- Tarea a realizar
Copia todos los registros de abajo línea por línea, sin cambiar nada.

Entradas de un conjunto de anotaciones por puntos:
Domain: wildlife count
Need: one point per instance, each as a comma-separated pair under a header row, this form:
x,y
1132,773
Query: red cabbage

- Resultado de la tarea
Domain: wildlife count
Need: one point per instance, each as a comma-separated pair under a header row, this form:
x,y
1132,773
Query: red cabbage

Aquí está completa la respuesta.